Given exercise A. Name every novel listed in the book description's paragraph about the author.
Given exercise B. Rewrite the book description from "John Nickel is" up to and including "he has taken.", swapping each "Carl" for "Earl".

## BEGIN Provided text

John Nickel is a black ex-jazz musician who only wants to be a good father. When his son is taken away to Miami by his mother, Nickel is left with nothing but Muddy’s, the Memphis blues bar that he manages. Then he hires Fay Taft, a young white waitress from east Tennessee who has a volatile brother, Carl, in tow. They spell nothing but trouble for Nickel. Fay stirs up both romantic and paternal impulses in him and Carl is clearly a no-good.
But Nickel finds himself consumed with the idea of Taft, Fay and Carl’s dead father, and begins to reconstruct the life of a man he never met but whose place he has taken.
Reviews
‘As resonant as a blues song…expect miracles when you read Patchett’s fiction’ New York Times
‘Patchett is excellent at portraying the steady love and interest that holds the family members together, even though that love and interest isn’t always successful at preserving them from danger’ Jane Smiley
‘The emotional ties are so taut that the merest touch from Patchett sets everything jangling. A marvellously understated book’ Guardian
‘Taft shows the author’s skill at putting herself – and her readers – in another skin…Her skill is simply extraordinary’ Erica Wagner, The Times
About the author
Ann Patchett is the author of eight novels, The Patron Saint of Liars, Taft, The Magician’s Assistant, Bel Canto, Run, State of Wonder, Commonwealth and The Dutch House. She was the editor of Best American Short Stories, 2006, and has written three books of nonfiction, Truth & Beauty, What now? and, most recently, This is the Story of a Happy Marriage. She has won numerous prizes, including the PEN/Faulkner Award and the Women’s Prize for Fiction, and her work has been translated into more than thirty languages. She was named one of the 100 most influential people in the world by Time magazine. Patchett is the co-owner of Parnassus Books in Nashville, Tennessee, where she lives with her husband, Karl VanDevender, and their dog, Sparky.
PUBLISHERS WEEKLY
Following her well-received debut, The Patron Saint of Liars , Patchett convincingly portrays a bar manager's conflicted feelings for a teenage waitress in this tale of fatherhood and unfulfilled dreams. Narrator John Nickel runs a bar called Muddy's on Memphis's Beale Street. He took the job to help provide for his lover, Marion, and their 10-year-old son, Franklin, who have since moved away, leaving him concerned that the boy lacks paternal guidance. When 17-year-old Fay Taft shows up at Muddy's, lies about her age and asks for a job, Nickel is touched by her neediness and hires her. But he doesn't bargain on her growing desire for him, or on her drug-dealer brother, who brings sleazy clients to the bar. Another complication is the issue of race--Fay is white, Nickel black--but the author concentrates on the color-blind moral problems that any family faces. As Nickel contemplates his own predicaments, he imagines scenes of the Tafts in a stable home before their father died. His sincere sense of responsibility--to his son, to Fay, even to Fay's no-good brother--is conveyed with visceral power, although the hard-boiled dialogue often resembles parody. Patchett's characters may include tough cookies with hearts of gold, but the novel is at its best when she mutes the melodrama and focuses on basic moral issues.

## END Provided text
## BEGIN Entries provided

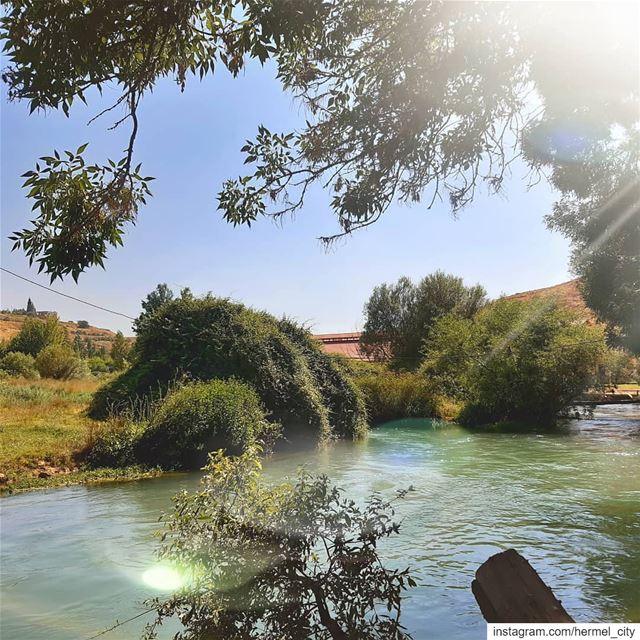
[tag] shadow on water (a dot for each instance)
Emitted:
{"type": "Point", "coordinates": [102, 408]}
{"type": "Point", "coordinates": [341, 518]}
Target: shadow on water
{"type": "Point", "coordinates": [72, 559]}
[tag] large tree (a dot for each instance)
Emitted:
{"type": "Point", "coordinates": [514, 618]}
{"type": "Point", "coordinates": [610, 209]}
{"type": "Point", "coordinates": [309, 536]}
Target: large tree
{"type": "Point", "coordinates": [399, 316]}
{"type": "Point", "coordinates": [406, 100]}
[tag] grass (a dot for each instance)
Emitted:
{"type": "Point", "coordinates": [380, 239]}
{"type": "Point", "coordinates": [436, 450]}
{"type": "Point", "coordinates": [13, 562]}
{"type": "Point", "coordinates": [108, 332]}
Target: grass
{"type": "Point", "coordinates": [45, 421]}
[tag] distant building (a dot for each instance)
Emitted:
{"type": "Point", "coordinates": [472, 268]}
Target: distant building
{"type": "Point", "coordinates": [343, 344]}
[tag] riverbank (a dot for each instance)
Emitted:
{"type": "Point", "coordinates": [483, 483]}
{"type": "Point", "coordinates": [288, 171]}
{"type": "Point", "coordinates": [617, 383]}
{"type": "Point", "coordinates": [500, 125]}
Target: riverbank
{"type": "Point", "coordinates": [568, 501]}
{"type": "Point", "coordinates": [44, 430]}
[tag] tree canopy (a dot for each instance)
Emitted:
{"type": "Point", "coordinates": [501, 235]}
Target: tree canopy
{"type": "Point", "coordinates": [514, 361]}
{"type": "Point", "coordinates": [399, 317]}
{"type": "Point", "coordinates": [285, 562]}
{"type": "Point", "coordinates": [410, 101]}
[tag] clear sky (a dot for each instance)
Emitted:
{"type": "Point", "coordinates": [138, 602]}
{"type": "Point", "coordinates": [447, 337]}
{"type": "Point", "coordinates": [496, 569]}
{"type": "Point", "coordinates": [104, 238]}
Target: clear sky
{"type": "Point", "coordinates": [190, 142]}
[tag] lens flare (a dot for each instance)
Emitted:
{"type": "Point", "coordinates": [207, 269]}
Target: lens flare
{"type": "Point", "coordinates": [163, 578]}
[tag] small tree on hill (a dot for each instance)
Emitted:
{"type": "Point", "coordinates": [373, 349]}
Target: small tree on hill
{"type": "Point", "coordinates": [119, 351]}
{"type": "Point", "coordinates": [36, 334]}
{"type": "Point", "coordinates": [154, 300]}
{"type": "Point", "coordinates": [515, 361]}
{"type": "Point", "coordinates": [400, 315]}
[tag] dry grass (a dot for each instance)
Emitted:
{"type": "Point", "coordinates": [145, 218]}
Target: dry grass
{"type": "Point", "coordinates": [10, 325]}
{"type": "Point", "coordinates": [43, 420]}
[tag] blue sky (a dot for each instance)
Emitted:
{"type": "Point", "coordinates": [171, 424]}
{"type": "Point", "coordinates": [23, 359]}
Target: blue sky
{"type": "Point", "coordinates": [190, 142]}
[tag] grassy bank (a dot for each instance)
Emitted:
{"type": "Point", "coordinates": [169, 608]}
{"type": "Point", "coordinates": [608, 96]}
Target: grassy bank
{"type": "Point", "coordinates": [43, 432]}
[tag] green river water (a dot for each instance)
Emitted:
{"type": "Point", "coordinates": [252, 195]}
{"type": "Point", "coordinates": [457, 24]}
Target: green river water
{"type": "Point", "coordinates": [73, 558]}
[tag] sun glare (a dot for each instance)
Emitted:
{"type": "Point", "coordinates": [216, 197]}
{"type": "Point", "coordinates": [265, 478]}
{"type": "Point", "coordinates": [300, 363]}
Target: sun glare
{"type": "Point", "coordinates": [163, 578]}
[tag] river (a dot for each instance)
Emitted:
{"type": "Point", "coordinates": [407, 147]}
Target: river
{"type": "Point", "coordinates": [73, 559]}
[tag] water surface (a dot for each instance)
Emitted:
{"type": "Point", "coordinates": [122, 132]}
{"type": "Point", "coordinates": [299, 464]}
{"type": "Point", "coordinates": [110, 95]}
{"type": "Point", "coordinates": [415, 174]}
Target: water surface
{"type": "Point", "coordinates": [73, 558]}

## END Entries provided

Written answer A. The Patron Saint of Liars, Taft, The Magician's Assistant, Bel Canto, Run, State of Wonder, Commonwealth, The Dutch House

Written answer B.
John Nickel is a black ex-jazz musician who only wants to be a good father. When his son is taken away to Miami by his mother, Nickel is left with nothing but Muddy’s, the Memphis blues bar that he manages. Then he hires Fay Taft, a young white waitress from east Tennessee who has a volatile brother, Earl, in tow. They spell nothing but trouble for Nickel. Fay stirs up both romantic and paternal impulses in him and Earl is clearly a no-good.
But Nickel finds himself consumed with the idea of Taft, Fay and Earl’s dead father, and begins to reconstruct the life of a man he never met but whose place he has taken.